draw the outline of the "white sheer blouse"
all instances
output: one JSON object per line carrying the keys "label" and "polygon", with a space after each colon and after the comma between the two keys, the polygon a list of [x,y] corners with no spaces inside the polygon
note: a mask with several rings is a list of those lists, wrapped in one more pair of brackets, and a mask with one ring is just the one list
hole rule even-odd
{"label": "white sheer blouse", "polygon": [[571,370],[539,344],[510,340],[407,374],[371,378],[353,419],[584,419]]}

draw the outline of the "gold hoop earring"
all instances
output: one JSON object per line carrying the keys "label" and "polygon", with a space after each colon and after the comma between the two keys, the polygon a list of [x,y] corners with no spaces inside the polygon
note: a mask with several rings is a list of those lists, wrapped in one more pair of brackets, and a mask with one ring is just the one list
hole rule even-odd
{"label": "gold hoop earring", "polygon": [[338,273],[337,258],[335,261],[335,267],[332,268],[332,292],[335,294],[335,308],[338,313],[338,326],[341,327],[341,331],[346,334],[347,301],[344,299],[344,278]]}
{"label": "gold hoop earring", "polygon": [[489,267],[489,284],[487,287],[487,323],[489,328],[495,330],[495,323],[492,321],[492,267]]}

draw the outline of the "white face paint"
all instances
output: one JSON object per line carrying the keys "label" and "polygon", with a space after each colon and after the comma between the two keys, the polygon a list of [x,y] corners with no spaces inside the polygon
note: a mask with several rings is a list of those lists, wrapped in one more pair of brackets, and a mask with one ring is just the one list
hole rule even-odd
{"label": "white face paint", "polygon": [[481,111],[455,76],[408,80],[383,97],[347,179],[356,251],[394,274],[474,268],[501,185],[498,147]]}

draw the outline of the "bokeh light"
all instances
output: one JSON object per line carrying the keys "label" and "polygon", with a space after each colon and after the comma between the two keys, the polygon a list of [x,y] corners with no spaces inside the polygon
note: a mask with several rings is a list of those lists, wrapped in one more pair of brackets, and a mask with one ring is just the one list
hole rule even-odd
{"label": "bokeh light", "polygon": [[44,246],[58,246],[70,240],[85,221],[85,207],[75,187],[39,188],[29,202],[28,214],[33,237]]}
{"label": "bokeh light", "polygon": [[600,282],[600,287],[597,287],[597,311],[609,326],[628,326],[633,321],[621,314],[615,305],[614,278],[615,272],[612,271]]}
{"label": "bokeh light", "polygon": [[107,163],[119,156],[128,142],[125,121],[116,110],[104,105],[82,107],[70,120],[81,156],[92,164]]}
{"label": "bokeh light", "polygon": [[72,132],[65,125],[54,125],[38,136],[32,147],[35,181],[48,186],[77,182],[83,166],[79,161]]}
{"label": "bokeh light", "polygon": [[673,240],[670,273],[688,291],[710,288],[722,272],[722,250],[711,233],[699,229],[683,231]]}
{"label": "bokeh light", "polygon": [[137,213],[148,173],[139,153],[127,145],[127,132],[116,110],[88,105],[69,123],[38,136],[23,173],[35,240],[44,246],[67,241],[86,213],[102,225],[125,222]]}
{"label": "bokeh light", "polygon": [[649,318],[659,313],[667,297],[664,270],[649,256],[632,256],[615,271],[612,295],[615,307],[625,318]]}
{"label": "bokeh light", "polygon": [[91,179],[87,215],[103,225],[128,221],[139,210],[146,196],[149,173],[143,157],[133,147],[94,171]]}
━━━━━━━━━━━━━━━━
● **DESCRIPTION OF THE TASK**: Write out the entire listing exactly.

● **REPLY TO THE TASK**:
draw the outline of the "white sheer blouse"
all instances
output: one JSON object per line carrying the keys "label" and "polygon", with a space after each colon and after the comma between the two keys, the polygon a list of [x,y] corners with no spaces inside the polygon
note: a mask with several rings is a list of those lists, wrapped in one more pair of brackets, and a mask with one ring is just the one list
hole rule even-odd
{"label": "white sheer blouse", "polygon": [[571,370],[539,344],[510,340],[407,374],[371,378],[353,419],[584,419]]}

draw the outline of the "gold hoop earring"
all instances
output: one JSON object per line carrying the keys "label" and "polygon", with a space after each colon and after the comma between the two keys, the polygon a list of [x,y] corners with no spaces inside the polygon
note: a mask with several rings is a list of those lists, wrapped in one more pair of brackets, and a mask with one ring is just the one list
hole rule even-odd
{"label": "gold hoop earring", "polygon": [[338,273],[337,258],[335,261],[335,267],[332,268],[332,292],[335,294],[335,308],[338,313],[338,326],[341,327],[341,331],[346,334],[347,301],[344,299],[344,278]]}
{"label": "gold hoop earring", "polygon": [[489,267],[489,284],[487,287],[487,323],[489,328],[495,330],[495,323],[492,321],[492,267]]}

draw the outline of the "white face paint"
all instances
output: one JSON object per line carrying the keys "label" and "polygon", with a space after each colon and after the comma between the two keys, the polygon a list of [x,y] corners with no spaces inside the polygon
note: a mask with several rings is a list of those lists, wrapped in one more pair of brackets, and a mask with one ring is just the one list
hole rule even-odd
{"label": "white face paint", "polygon": [[481,111],[455,76],[408,80],[383,97],[347,179],[356,251],[394,274],[474,268],[501,185],[498,147]]}

draw the outline of the "bokeh light"
all instances
output: one JSON object per line carrying the keys "label" and "polygon", with a space after each colon and after the comma between the two keys, the polygon a list of [x,y] corners with no spaces inside the polygon
note: a mask with several rings is a list of those lists, wrapped in one more pair of brackets, and a mask with one ring is just the one list
hole rule even-odd
{"label": "bokeh light", "polygon": [[44,246],[58,246],[70,240],[85,221],[85,207],[75,187],[39,188],[29,202],[28,214],[33,237]]}
{"label": "bokeh light", "polygon": [[600,282],[600,287],[597,287],[597,311],[609,326],[628,326],[633,321],[621,314],[615,305],[614,278],[615,272],[612,271]]}
{"label": "bokeh light", "polygon": [[107,163],[119,156],[128,142],[125,121],[116,110],[104,105],[82,107],[70,120],[81,156],[92,164]]}
{"label": "bokeh light", "polygon": [[72,132],[65,125],[54,125],[38,136],[32,147],[35,181],[48,186],[77,182],[83,166],[79,161]]}
{"label": "bokeh light", "polygon": [[673,240],[670,273],[688,291],[710,288],[722,272],[722,250],[711,233],[699,229],[683,231]]}
{"label": "bokeh light", "polygon": [[137,213],[148,173],[139,153],[127,145],[127,132],[116,110],[88,105],[69,123],[38,136],[23,173],[35,240],[44,246],[67,241],[86,213],[102,225],[125,222]]}
{"label": "bokeh light", "polygon": [[649,318],[659,313],[667,297],[664,270],[649,256],[632,256],[615,271],[612,295],[615,307],[625,318]]}
{"label": "bokeh light", "polygon": [[91,179],[87,215],[103,225],[128,221],[139,210],[146,196],[149,173],[143,157],[133,147],[94,171]]}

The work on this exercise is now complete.